**Texto apresentado:**
□ □ □ □ □ □ □

O
jornalista Simon Allison traça um paralelismo entre o 27 de Maio de 1977 e os
incidentes do monte Sume.
No
aniversário do “seu dia mais sangrento”, Simon Allison relembra no Daily
Maverick “outro massacre de civis pelo Estado” em Angola, traçando um
paralelismo entre os acontecimentos do 27 de Maio, do qual hoje passam 38 anos,
e aquilo que se passou a 16 de Abril no monte Sume, no Huambo.
“O
governo gostaria que o mundo esquecesse aquilo que se passou no monte Sume a 16
de Abril deste ano, tal como escondeu durante décadas as dezenas de milhares
que morreram a 27 de Maio de 1977 e aqueles mortos no massacre de Outubro de
1992. Desta vez, no entanto, a informação não é tão fácil de controlar – nem as
consequências”, escreve Allison, correspondente do Daily Maverick em
África.
O
jornalista refere que ainda hoje o número 27 é calado, porque, mesmo murmurado,
ainda “pode ser considerado um acto político subversivo”. Chamando-lhe um
“símbolo poderoso” de operação brutal do Estado, Allison cita a historiadora
Marissa Moorman, para explicar que os acontecimentos de 1977 se transformaram
numa história que os pais contam aos filhos para evitar que se envolvam em
protestos ou se juntem à oposição. “Tem sido responsável por quantidades
incalculáveis de autocensura”, garante Moorman.
Falando
dos relatos que colocam o número de mortos entre os 12 mil e os 80 mil, que
classifica como o “mais sangrento massacre do século XX”, Allison fala também
de como a quantidade de vítimas fatais na acção da polícia contra os seguidores
da seita A Luz do Mundo é ainda indefinida. Aquilo que a versão oficial coloca
em 22, incluindo nove polícias, a UNITA diz que foram 1080.

□ □ □ □ □ □ □

**Tarefa:**
Responda, por favor, a estas perguntas sobre o texto acerca do 27 de Maio e do monte Sume:
1. Em que data ocorreram os acontecimentos no monte Sume?
2. Que historiadora é citada por Allison?
3. Segundo a UNITA, quantas pessoas morreram na acção da polícia contra os seguidores de A Luz do Mundo?
Os itens que se seguem provêm de outra fonte.

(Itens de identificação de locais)
□ □ □ □ □ □ □

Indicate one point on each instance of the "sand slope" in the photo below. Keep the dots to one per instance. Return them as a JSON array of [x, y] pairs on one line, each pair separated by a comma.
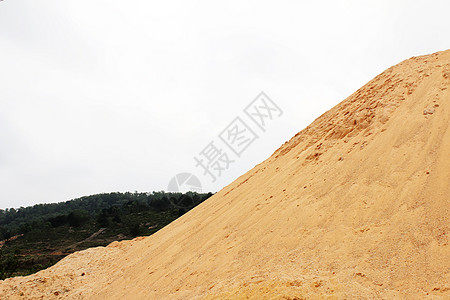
[[355, 205]]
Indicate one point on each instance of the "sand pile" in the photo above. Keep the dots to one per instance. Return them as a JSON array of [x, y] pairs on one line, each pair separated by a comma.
[[355, 205]]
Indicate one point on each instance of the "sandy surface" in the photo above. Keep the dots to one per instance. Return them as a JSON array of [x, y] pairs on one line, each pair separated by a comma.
[[356, 205]]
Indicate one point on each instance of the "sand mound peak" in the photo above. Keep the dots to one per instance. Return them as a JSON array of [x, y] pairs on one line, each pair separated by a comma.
[[355, 205]]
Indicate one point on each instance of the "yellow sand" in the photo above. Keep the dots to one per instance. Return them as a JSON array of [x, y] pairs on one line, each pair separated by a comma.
[[356, 205]]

□ □ □ □ □ □ □

**Resposta:**
1. A 16 de Abril.
2. Marissa Moorman.
3. 1080.